[Exercise passage]

On Kawara, July 9, 1981, 1981. Courtesy of Nordenhake MX. Photo: White Balance MX.
On Kawara, July 9, 1981, 1981. Courtesy of Nordenhake MX. Photo: White Balance MX.

The inaugural exhibition is titled Today. The direct reference is to the homonymous series by On Kawara, which began on January 4, 1966 and ended in 2013. It consists of paintings made with Liquitex on canvas, each one bearing the date on which it was made, placed in the center. The background is always one color; at first Kawara always used bright tones, later dark ones. The artist prepared a custom box for each painting, which he lined with a newspaper clipping, giving a clear indication of where it was carried out.

The immediate temptation is to link each painting with the news of the day. Although this indeed results when they’re exhibited alongside one another, the abstraction of the date also leaves room for all the stories, experiences, joys, and traumas that are impossible to gather together in a newspaper. Temporal updates in concrete spaces are impossible to archive, review, calculate, and chronicle. Hence the illusion that time is bigger than space. At Nordenhake we see white letters and numerals on a blue background, “July 9, 1981.” I wasn’t born yet—you?

Francis Alÿs, Sunpath, Mexico City 21.05.99, 1:15pm y Sunpath, Mexico City 20.05.99, 4:33pm, 1999. Courtesy of Nordenhake MX. Photo: White Balance MX.
Francis Alÿs, Sunpath, Mexico City 21.05.99, 1:15pm y Sunpath, Mexico City 20.05.99, 4:33pm, 1999. Courtesy of Nordenhake MX. Photo: White Balance MX.

Under the same premise two other pieces are exhibited. Sunpath (1999) by Francis Alÿs consists of 24 photos*3—each made up of an image, plus a map bearing the site’s spatial and temporal coordinates—taken at Mexico City’s Zócalo. In them one can see a line of people agglomerated within the confines of the long shadow projected from the Mexican flag and its mast. Together they bring to mind the hands of a clock. In the gallery we see two of them, one with a semi-empty plaza and the other much the same, only this time filled with tents: a space is never fixed—when one looks at it this results in an event carrying with it a series of human, animal, and meteorological forces that pass by and collide, sometimes without touching and other times producing important changes; spaces elapse as much as time does.

[/Exercise passage]

# Check your understanding
(a) In the review of the exhibition Today, on what date did On Kawara begin his Today series?
(b) Go on with the review of the exhibition Today from the point where it stops.

[Dataset records]

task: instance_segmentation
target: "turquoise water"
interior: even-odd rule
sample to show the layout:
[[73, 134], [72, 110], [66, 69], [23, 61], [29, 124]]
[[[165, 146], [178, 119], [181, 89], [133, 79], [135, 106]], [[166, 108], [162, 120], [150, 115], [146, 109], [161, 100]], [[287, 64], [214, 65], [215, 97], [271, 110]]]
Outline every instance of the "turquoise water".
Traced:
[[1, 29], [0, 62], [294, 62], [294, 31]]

[/Dataset records]
[Dataset records]

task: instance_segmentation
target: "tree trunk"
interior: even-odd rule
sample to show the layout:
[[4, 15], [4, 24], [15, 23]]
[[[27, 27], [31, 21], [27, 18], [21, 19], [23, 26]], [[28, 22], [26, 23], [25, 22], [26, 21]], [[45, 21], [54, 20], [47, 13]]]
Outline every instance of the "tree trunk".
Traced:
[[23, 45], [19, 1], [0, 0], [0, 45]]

[/Dataset records]

# Responses by item number
(a) January 4, 1966

(b)
The triad is complete with El Otro (2018) by Frida Escobedo: "[…A]n installation composed of 21 pieces of glass extracted from the windows of a decayed building from the 70’s in the Colonia Juárez, whose materiality reveals traces of the multiple stories that they witnessed. It is in such a manner that the remnants of dirt, paint or adhered stickers on the glass surface, no longer diaphanous, function for the architect as an almost archaeological material that displays a narrative of the course of architectural modernity in Mexico."*4

Escobedo’s piece allows for reflection on the archive, specifically on how spaces are made of objects that accumulate, throughout their temporal course, those layers and information generally discarded in favor of the new and of change itself, but that in cases like El Otro go from being trash to being a document, one with purposes that are more aesthetic than epistemological. Looking at the glass panes is coming to a stop before time, not by the hands of a clock—as with Alÿs—but rather by the effects of wear that it inevitably produces.

Frida Escobedo, El Otro, 2012-2018. Courtesy of Nordenhake MX. Photo: White Balance MX.
Frida Escobedo, El Otro, 2012-2018. Courtesy of Nordenhake MX. Photo: White Balance MX.

The three works’ relevance lies in the distancing of the temporal as a concept, or as a metaphysics enveloping a totality without nuances. Here each time corresponds to a space and each space to a series of objects and historical and social relationships. The wonderful thing is that despite their specificity, the pieces do not dictate a lecture or a diagnosis; they are there for the viewer to see what they want—even their own reflection.

Until January 20. Schedule your appointment in advance here.

Sandra Sánchez

*1: See the “Transcendental Aesthetic” in Immanuel Kant’s Critique of Pure Reason.

*2: Press release for the exhibition Today at Galeria Nordenhake.

*3: See https://www.artsy.net/artist/francis-alys

*4: Press release for the exhibition Today at Galeria Nordenhake.